- Task: Images embedded in the records are excluded; print everything else exactly as given.

-- Supplied data start --

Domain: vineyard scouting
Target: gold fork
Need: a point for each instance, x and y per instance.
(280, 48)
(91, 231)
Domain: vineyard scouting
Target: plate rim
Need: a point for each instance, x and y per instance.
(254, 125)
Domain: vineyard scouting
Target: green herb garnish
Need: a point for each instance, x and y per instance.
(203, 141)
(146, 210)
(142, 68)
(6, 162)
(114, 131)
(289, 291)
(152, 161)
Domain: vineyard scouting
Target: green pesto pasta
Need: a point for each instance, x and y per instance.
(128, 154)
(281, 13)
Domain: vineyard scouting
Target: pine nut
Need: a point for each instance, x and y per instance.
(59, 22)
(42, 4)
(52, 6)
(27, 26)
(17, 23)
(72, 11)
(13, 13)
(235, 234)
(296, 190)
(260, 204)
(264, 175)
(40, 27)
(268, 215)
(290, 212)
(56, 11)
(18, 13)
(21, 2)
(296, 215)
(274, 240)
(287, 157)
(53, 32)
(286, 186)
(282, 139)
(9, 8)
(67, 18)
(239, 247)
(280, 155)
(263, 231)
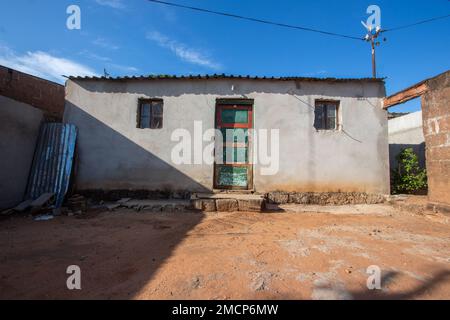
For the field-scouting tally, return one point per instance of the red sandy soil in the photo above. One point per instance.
(284, 255)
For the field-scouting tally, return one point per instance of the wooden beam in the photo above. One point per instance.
(408, 94)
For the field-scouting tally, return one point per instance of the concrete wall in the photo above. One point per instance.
(19, 131)
(436, 121)
(114, 154)
(406, 132)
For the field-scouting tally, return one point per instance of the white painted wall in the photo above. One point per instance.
(114, 154)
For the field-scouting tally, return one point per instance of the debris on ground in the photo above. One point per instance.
(77, 203)
(44, 217)
(237, 255)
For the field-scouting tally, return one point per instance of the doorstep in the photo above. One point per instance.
(227, 202)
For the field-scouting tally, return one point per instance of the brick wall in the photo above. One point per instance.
(45, 95)
(436, 127)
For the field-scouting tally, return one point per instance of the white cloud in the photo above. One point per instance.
(116, 4)
(182, 51)
(43, 64)
(102, 42)
(108, 62)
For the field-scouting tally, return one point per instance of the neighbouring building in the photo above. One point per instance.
(435, 101)
(25, 102)
(333, 133)
(406, 131)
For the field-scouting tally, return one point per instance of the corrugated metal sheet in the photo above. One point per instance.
(225, 76)
(52, 163)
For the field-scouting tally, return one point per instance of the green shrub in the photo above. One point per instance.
(408, 177)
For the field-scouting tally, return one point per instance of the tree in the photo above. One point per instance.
(408, 177)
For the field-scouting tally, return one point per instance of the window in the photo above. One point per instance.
(150, 113)
(325, 115)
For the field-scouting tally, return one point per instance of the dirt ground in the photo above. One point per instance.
(304, 252)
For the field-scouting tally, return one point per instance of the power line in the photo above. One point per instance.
(257, 20)
(416, 23)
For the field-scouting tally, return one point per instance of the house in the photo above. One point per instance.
(299, 134)
(435, 101)
(25, 103)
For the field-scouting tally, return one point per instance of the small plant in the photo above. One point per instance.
(408, 177)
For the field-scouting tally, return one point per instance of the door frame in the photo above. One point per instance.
(232, 103)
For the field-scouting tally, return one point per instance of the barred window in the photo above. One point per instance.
(325, 115)
(150, 114)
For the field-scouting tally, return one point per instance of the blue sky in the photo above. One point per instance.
(139, 37)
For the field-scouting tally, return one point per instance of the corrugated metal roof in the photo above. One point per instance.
(52, 163)
(225, 76)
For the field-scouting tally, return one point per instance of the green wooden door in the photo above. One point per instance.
(234, 171)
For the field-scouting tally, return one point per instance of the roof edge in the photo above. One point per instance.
(223, 77)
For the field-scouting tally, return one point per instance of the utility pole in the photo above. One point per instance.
(372, 37)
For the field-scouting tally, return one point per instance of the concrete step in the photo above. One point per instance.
(227, 202)
(170, 205)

-- Supplied data end --

- Answer to this exercise:
Domain: vineyard scouting
Target: gold fork
Need: a point for each instance, x and y per instance.
(280, 48)
(91, 231)
Domain: vineyard scouting
Target: plate rim
Need: a point for each instance, x and y per instance.
(254, 125)
Domain: vineyard scouting
Target: green herb garnish
Need: a point for each instance, x and y per instance.
(203, 141)
(146, 210)
(142, 68)
(6, 162)
(114, 131)
(289, 291)
(152, 161)
Domain: vineyard scouting
Target: green pesto pasta
Need: a point for each instance, x and y per instance.
(128, 154)
(281, 13)
Domain: vineyard scouting
Target: pine nut
Need: a point for each instance, x and y per instance.
(59, 22)
(42, 4)
(52, 6)
(27, 26)
(17, 23)
(72, 11)
(13, 13)
(235, 234)
(296, 190)
(260, 204)
(264, 175)
(40, 27)
(268, 215)
(290, 212)
(56, 11)
(18, 13)
(21, 2)
(296, 215)
(274, 240)
(287, 157)
(53, 32)
(286, 186)
(282, 139)
(9, 8)
(67, 18)
(239, 247)
(280, 155)
(263, 231)
For the field-scouting tally, return one point per instance of the red sandy soil in the photo above. One point per instance.
(284, 255)
For the field-scouting tally, return one point per instance of the wooden beam in the photo above. One point per instance.
(408, 94)
For the field-scouting tally, return one point per instance of the concrete wall in the photo above. One point per instance.
(19, 131)
(436, 121)
(114, 154)
(406, 132)
For the field-scouting tally, return one point per instance of the white painted wall in the photo above. One point per instance.
(114, 154)
For the field-scouting tally, return one point per instance of the debris on ground in the photo above. One point per instance.
(77, 203)
(44, 217)
(237, 255)
For the field-scouting tally, return one point per instance of the doorstep in the photo above. One point per instance.
(227, 202)
For the field-scouting tally, return one point per instance of the brick wall in the photo above. One point per instance.
(45, 95)
(436, 127)
For the field-scouting tally, return one point per instance of the white cloud in the photo above. One point per instance.
(116, 4)
(182, 51)
(43, 64)
(102, 42)
(108, 62)
For the field-scouting tally, return one point per instance of the neighbouring building in the photo above. One point per instance.
(435, 101)
(25, 102)
(333, 133)
(406, 131)
For the field-scouting tally, return one point per instance of the corrugated metal sheet in the photo above. One point per instance.
(225, 76)
(52, 163)
For the field-scouting tally, return one point per instance of the green shrub in the photo above. One point per instance.
(408, 177)
For the field-scouting tally, return one point per instance of the tree in the photo above. One point per instance.
(408, 177)
For the field-scouting tally, return one point per instance of the window in the photo above. One point per instance.
(150, 113)
(325, 115)
For the field-scouting tally, return one point per instance of the dirt ground in the photo above. One point per instance.
(304, 252)
For the field-scouting tally, return one point per instance of the power line in the photo above. One point per instance.
(257, 20)
(416, 23)
For the field-scouting tally, return one point per instance of the house in the photo above. One point per instance.
(299, 134)
(435, 101)
(25, 103)
For the field-scouting tally, return one point per instance of the small plant in the photo above. One point per instance.
(408, 177)
For the field-scouting tally, return one point per instance of the door frame in the photo above. One point per instance.
(232, 103)
For the field-scouting tally, return one point per instance of the barred window in the photo above. One point per instance.
(325, 115)
(150, 114)
For the field-scouting tally, return one point per instance of the blue sky in the photo above. One point per instance.
(139, 37)
For the field-scouting tally, return one point per instance of the corrugated metal roof in the photo above. One point per instance.
(52, 163)
(225, 76)
For the field-scouting tally, return one point per instance of the green wooden door in the photo above. One point per instance.
(234, 171)
For the field-scouting tally, return one point per instance of the roof edge in the photo above. One point per instance.
(223, 77)
For the field-scouting tally, return one point per instance of the utility pole in the photo above. One point per instance.
(372, 37)
For the field-scouting tally, return one point per instance of the concrete step in the photo above. One point per instance.
(227, 202)
(170, 205)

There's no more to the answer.